Assigned task => Transcribe each record word for word. Skip the images.

** Record extracts follows **

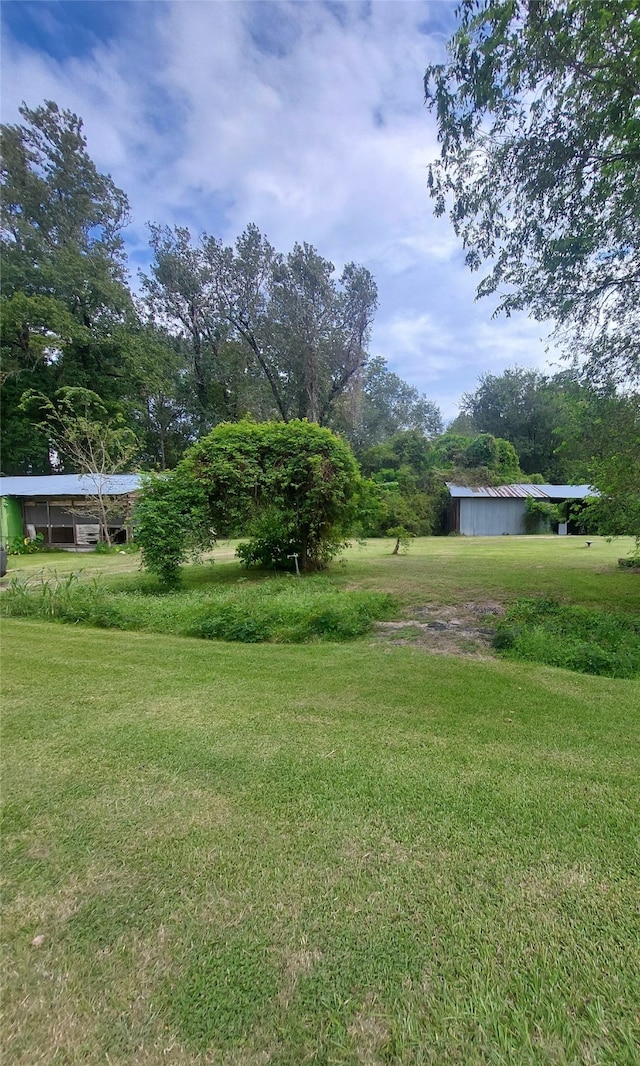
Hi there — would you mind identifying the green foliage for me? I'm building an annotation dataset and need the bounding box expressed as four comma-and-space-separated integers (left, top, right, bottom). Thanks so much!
185, 420, 362, 573
334, 355, 442, 449
463, 433, 522, 481
5, 532, 51, 555
0, 570, 395, 644
0, 571, 124, 628
1, 101, 136, 474
493, 598, 640, 678
136, 420, 363, 583
385, 526, 413, 555
234, 507, 300, 570
19, 386, 140, 545
360, 429, 524, 537
143, 223, 378, 428
523, 498, 565, 534
374, 482, 436, 538
618, 556, 640, 571
462, 368, 580, 480
577, 393, 640, 540
124, 325, 197, 470
20, 387, 139, 472
425, 0, 640, 385
192, 582, 394, 643
134, 472, 213, 587
429, 431, 522, 483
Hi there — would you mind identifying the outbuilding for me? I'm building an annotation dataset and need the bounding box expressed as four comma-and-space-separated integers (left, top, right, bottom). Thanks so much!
446, 483, 595, 536
0, 474, 142, 550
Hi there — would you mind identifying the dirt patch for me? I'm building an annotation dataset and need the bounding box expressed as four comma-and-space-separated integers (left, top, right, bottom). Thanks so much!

** End of Record extracts **

Task response =>
Hi there — would you mind identifying the green foliage for me? I'm building an annotation dataset and need the bounding box expressed as four comma-and-space-separated integers (left, top, right, bottom). Thanks so much!
185, 420, 362, 573
334, 355, 442, 449
463, 433, 522, 481
5, 532, 51, 555
0, 570, 395, 644
0, 571, 124, 628
1, 101, 136, 474
493, 598, 640, 678
136, 420, 363, 583
385, 526, 413, 555
234, 507, 300, 570
19, 386, 140, 545
360, 429, 524, 537
143, 223, 378, 428
523, 498, 565, 534
374, 482, 436, 538
618, 556, 640, 571
462, 368, 580, 480
577, 393, 640, 540
124, 325, 197, 470
20, 387, 139, 472
425, 0, 640, 385
192, 582, 394, 643
134, 472, 213, 587
429, 431, 522, 483
Hi there — would you mind identifying the outbuilding for me? I'm building an annotation dataset and need the bounding box expressed as four comma-and-space-separated integers (left, top, right, bottom). Thanks so much!
446, 483, 595, 536
0, 474, 142, 550
Hi there — would you mind identifying the dirt patch for me? I'm building an annotation dataset and need the bounding box expressed as four comma-and-space-separated integers (left, top, right, bottom). Thanks so much!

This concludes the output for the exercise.